[WHAT THE TASK REQUIRES]: Which lines run from the line containing "positive clicks: (1380, 1124)" through the end of the records below? Reproduce them exactly, and nothing else.

[EXTRACTED RECORDS]:
◆ ◆ ◆

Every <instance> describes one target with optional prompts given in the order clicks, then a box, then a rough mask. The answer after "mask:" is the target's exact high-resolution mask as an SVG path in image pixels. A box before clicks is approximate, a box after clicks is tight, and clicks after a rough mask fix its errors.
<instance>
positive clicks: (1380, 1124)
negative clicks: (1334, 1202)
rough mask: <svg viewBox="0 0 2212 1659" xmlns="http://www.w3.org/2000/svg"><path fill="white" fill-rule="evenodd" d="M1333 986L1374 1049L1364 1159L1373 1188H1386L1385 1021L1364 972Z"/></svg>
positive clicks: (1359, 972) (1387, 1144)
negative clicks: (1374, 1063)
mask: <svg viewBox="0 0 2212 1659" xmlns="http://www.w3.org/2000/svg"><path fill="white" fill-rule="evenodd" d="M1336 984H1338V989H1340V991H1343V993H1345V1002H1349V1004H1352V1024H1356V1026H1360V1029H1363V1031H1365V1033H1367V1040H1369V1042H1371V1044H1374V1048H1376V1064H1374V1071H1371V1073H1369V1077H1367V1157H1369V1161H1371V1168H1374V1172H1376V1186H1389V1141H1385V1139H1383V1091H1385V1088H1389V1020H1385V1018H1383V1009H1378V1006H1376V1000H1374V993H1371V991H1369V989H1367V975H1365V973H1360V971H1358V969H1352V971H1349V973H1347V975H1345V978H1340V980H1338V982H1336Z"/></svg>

◆ ◆ ◆

[EXPECTED ANSWER]:
positive clicks: (1380, 1124)
negative clicks: (1334, 1202)
rough mask: <svg viewBox="0 0 2212 1659" xmlns="http://www.w3.org/2000/svg"><path fill="white" fill-rule="evenodd" d="M1333 986L1374 1049L1364 1159L1373 1188H1386L1385 1021L1364 972Z"/></svg>
positive clicks: (1359, 972) (1387, 1144)
negative clicks: (1374, 1063)
mask: <svg viewBox="0 0 2212 1659" xmlns="http://www.w3.org/2000/svg"><path fill="white" fill-rule="evenodd" d="M1336 984H1338V989H1340V991H1343V993H1345V1002H1349V1004H1352V1024H1356V1026H1360V1029H1363V1031H1365V1033H1367V1040H1369V1042H1371V1044H1374V1048H1376V1064H1374V1071H1371V1073H1369V1077H1367V1157H1369V1161H1371V1168H1374V1172H1376V1186H1389V1141H1385V1139H1383V1091H1385V1088H1389V1020H1385V1018H1383V1009H1378V1006H1376V1000H1374V993H1371V991H1369V989H1367V975H1365V973H1360V971H1358V969H1352V971H1349V973H1347V975H1345V978H1340V980H1338V982H1336Z"/></svg>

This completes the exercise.